## Action item
Every record below, from the first line to the last, is to be set down again exactly.

### Information given ###

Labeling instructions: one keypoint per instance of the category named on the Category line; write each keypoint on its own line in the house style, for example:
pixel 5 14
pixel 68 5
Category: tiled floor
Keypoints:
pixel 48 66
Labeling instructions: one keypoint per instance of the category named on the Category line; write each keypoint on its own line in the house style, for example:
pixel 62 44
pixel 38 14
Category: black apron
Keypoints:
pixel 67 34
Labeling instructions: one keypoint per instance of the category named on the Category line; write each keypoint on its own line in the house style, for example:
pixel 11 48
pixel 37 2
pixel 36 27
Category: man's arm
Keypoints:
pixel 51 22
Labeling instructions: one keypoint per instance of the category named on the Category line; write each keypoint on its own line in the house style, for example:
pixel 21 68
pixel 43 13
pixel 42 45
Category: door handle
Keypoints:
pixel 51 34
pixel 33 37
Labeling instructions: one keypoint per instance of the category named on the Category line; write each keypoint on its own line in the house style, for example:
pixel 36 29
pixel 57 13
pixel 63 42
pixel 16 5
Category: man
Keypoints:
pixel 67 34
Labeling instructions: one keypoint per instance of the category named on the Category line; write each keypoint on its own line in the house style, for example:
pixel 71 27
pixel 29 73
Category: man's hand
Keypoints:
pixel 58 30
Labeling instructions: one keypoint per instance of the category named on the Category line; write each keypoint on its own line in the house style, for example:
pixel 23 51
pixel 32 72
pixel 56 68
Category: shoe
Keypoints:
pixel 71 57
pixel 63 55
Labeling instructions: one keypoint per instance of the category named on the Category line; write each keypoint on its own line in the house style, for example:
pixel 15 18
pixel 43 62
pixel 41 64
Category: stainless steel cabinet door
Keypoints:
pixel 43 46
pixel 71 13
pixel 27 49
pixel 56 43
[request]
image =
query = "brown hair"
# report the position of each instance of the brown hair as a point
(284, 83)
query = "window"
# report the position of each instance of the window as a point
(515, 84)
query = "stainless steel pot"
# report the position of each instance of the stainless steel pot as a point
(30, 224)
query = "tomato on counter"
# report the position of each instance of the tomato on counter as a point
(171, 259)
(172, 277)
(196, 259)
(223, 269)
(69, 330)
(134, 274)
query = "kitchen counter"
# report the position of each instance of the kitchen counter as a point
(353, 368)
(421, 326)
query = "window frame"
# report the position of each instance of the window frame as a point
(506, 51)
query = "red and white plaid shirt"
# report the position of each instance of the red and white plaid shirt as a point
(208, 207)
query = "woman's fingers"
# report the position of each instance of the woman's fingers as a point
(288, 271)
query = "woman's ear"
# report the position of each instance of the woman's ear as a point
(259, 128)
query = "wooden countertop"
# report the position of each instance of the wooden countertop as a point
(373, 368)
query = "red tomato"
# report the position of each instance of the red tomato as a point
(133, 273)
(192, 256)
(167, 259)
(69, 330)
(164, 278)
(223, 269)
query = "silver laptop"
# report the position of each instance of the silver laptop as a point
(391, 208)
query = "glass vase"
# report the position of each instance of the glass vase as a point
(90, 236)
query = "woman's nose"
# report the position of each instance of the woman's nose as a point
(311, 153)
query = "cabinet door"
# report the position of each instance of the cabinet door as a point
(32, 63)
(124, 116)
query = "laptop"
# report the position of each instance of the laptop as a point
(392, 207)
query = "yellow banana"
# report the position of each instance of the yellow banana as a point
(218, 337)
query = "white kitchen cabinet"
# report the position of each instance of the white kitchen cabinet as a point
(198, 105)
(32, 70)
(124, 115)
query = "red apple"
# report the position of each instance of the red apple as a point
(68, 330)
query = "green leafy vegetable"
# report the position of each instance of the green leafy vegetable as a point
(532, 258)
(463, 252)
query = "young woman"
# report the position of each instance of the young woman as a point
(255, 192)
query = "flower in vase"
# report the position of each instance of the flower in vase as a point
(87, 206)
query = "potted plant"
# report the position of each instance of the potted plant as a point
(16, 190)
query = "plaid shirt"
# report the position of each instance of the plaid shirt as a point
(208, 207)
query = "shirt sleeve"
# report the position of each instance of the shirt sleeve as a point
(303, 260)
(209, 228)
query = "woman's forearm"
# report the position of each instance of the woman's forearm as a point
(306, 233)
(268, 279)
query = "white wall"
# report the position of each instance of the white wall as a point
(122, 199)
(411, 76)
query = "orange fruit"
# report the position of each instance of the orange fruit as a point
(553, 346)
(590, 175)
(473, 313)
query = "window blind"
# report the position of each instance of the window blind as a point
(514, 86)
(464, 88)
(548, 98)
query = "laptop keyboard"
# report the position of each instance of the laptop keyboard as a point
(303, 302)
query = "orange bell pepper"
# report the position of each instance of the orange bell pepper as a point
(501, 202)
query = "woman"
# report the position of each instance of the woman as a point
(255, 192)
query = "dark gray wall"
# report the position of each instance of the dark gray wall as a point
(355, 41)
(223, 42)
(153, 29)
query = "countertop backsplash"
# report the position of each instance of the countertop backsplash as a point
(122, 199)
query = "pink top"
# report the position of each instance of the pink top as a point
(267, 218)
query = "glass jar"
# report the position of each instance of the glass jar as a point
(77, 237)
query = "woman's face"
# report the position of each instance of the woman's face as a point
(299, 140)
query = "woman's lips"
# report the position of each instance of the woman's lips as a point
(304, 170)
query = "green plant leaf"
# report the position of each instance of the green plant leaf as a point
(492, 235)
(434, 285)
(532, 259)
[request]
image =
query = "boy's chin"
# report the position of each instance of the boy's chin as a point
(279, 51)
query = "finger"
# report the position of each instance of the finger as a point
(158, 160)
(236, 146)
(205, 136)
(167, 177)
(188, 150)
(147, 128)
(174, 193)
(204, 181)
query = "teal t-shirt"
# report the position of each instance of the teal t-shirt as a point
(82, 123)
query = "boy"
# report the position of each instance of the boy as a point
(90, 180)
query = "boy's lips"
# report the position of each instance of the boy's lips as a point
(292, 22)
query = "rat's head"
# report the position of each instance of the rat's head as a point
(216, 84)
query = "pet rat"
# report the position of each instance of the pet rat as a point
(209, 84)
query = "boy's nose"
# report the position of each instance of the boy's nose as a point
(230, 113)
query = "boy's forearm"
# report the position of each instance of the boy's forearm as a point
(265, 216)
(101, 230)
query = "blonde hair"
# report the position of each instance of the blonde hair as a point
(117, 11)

###

## Expected output
Labeling instructions: one keypoint per instance of the category named on the Category line; write each keypoint on its own line in the house style, for example:
pixel 5 14
pixel 68 5
Category: tiled floor
Keypoints:
pixel 48 66
Labeling instructions: one keypoint per instance of the category named on the Category line; write each keypoint on its own line in the house style, for example:
pixel 62 44
pixel 38 14
Category: black apron
Keypoints:
pixel 67 34
Labeling instructions: one keypoint per instance of the category named on the Category line; write each keypoint on its own line in the house style, for example:
pixel 11 48
pixel 37 2
pixel 36 27
Category: man's arm
Keypoints:
pixel 51 22
Labeling instructions: one keypoint per instance of the category named on the Category line; write each keypoint on its own line in the house style, for example:
pixel 21 68
pixel 43 13
pixel 42 45
Category: door handle
Keypoints:
pixel 51 34
pixel 33 37
Labeling instructions: one keypoint per instance of the category named on the Category line; write each keypoint on its own line in the house style, for example:
pixel 36 29
pixel 57 13
pixel 63 42
pixel 16 5
Category: man
Keypoints:
pixel 67 34
Labeling instructions: one keypoint per instance of the category named on the Category line; write each keypoint on its own line in the house style, for example:
pixel 71 27
pixel 29 73
Category: man's hand
Keypoints:
pixel 58 30
Labeling instructions: one keypoint per instance of the category named on the Category line; write each keypoint on its own line in the house style, for example:
pixel 23 51
pixel 32 72
pixel 56 68
Category: shoe
Keypoints:
pixel 71 57
pixel 63 55
Labeling instructions: one keypoint per instance of the category named on the Category line; write each keypoint on its own line in the house style, for example:
pixel 15 18
pixel 43 62
pixel 41 64
Category: stainless steel cabinet door
Keypoints:
pixel 43 46
pixel 71 13
pixel 27 49
pixel 56 43
[request]
image =
query = "brown hair"
# report the position of each instance of the brown hair as a point
(284, 83)
query = "window"
# report the position of each instance of the window as a point
(515, 84)
query = "stainless steel pot"
# report the position of each instance of the stainless steel pot as a point
(30, 224)
query = "tomato on counter"
# report the position of each instance of the tomato on counter as a point
(171, 259)
(172, 277)
(196, 259)
(223, 269)
(69, 330)
(134, 274)
query = "kitchen counter"
# report the position of each instance of the kitchen counter as a point
(353, 368)
(421, 326)
query = "window frame"
# report the position of each instance of the window frame as a point
(506, 51)
query = "red and white plaid shirt"
# report the position of each instance of the red and white plaid shirt as a point
(208, 207)
query = "woman's fingers"
# report the position of each instance of the woman's fingers as a point
(288, 271)
query = "woman's ear"
# report the position of each instance of the woman's ear as a point
(259, 128)
query = "wooden countertop"
# report the position of each instance of the wooden countertop as a point
(373, 368)
query = "red tomato"
# report the position of each instance of the red tomato as a point
(133, 273)
(192, 256)
(167, 259)
(69, 330)
(164, 278)
(223, 269)
query = "silver laptop"
# report the position of each instance of the silver laptop as a point
(391, 208)
query = "glass vase"
# report the position of each instance of the glass vase as a point
(90, 236)
query = "woman's nose"
# report the position of each instance of the woman's nose as a point
(311, 153)
query = "cabinet door"
# report the position of each instance of the cabinet door as a point
(32, 63)
(124, 116)
query = "laptop"
# report the position of each instance of the laptop as a point
(392, 207)
query = "yellow banana"
# report the position of each instance of the yellow banana as a point
(218, 337)
query = "white kitchen cabinet"
# report the position of each instance of the white kitchen cabinet as a point
(198, 105)
(32, 70)
(124, 115)
query = "red apple"
# report the position of each instance of the red apple as a point
(68, 330)
query = "green leafy vegetable"
# report the position of each instance of the green leafy vegetable as a point
(532, 258)
(463, 252)
query = "young woman"
# report the position of each instance of the young woman as a point
(255, 192)
query = "flower in vase"
# report the position of each instance of the flower in vase as a point
(87, 206)
query = "potted plant"
# report the position of each instance of the potted plant as a point
(16, 190)
query = "plaid shirt"
# report the position of each instance of the plaid shirt as a point
(208, 207)
query = "shirt sleeve"
# report the position of each instance of the shirt sleeve as a point
(303, 260)
(209, 228)
query = "woman's forearm"
# report the position of each instance of the woman's forearm as a point
(306, 233)
(268, 279)
query = "white wall"
# report the position of each instance of the white wall as a point
(122, 199)
(411, 76)
query = "orange fruit"
# report the position of each instance of the orange fruit as a point
(553, 346)
(590, 175)
(473, 313)
query = "window blind"
# report the position of each instance of the window blind as a point
(514, 86)
(464, 88)
(548, 98)
query = "laptop keyboard"
# report the position of each instance of the laptop keyboard as a point
(303, 302)
query = "orange bell pepper"
# report the position of each instance of the orange bell pepper as a point
(501, 202)
query = "woman"
# report the position of each instance of the woman as a point
(255, 192)
query = "dark gray wall"
# report the position of each instance of the dark gray wall as a point
(355, 41)
(223, 42)
(153, 29)
query = "countertop backsplash"
# report the position of each instance of the countertop backsplash as a point
(122, 199)
query = "pink top"
# report the position of each instance of the pink top as a point
(267, 218)
query = "glass jar"
# report the position of each instance of the glass jar as a point
(77, 237)
query = "woman's face"
# report the position of each instance of the woman's face as a point
(299, 140)
query = "woman's lips"
# report the position of each instance of the woman's lips as a point
(304, 170)
query = "green plant leaf"
# report the position of each instance of the green plant leaf as a point
(492, 235)
(434, 285)
(532, 259)
[request]
image =
query = "boy's chin"
# report the position of each instance of the boy's chin as a point
(279, 51)
query = "finger"
# report the position of each instance of the finger as a point
(158, 160)
(236, 146)
(205, 136)
(167, 177)
(188, 150)
(147, 128)
(174, 193)
(204, 181)
query = "teal t-shirt"
# report the position of each instance of the teal t-shirt as a point
(82, 123)
query = "boy"
# report the position of each instance of the boy as a point
(90, 180)
query = "boy's lips"
# report the position of each instance of the boy's lips as a point
(292, 22)
query = "rat's head"
# report the position of each instance of the rat's head as a point
(216, 84)
query = "pet rat"
# report the position of each instance of the pet rat as a point
(209, 84)
query = "boy's nose"
# report the position of each instance of the boy's nose as a point
(230, 113)
query = "boy's forearm"
# report the position of each instance of the boy's forearm as a point
(265, 216)
(101, 230)
query = "blonde hair"
# report the position of each instance of the blonde hair as a point
(117, 11)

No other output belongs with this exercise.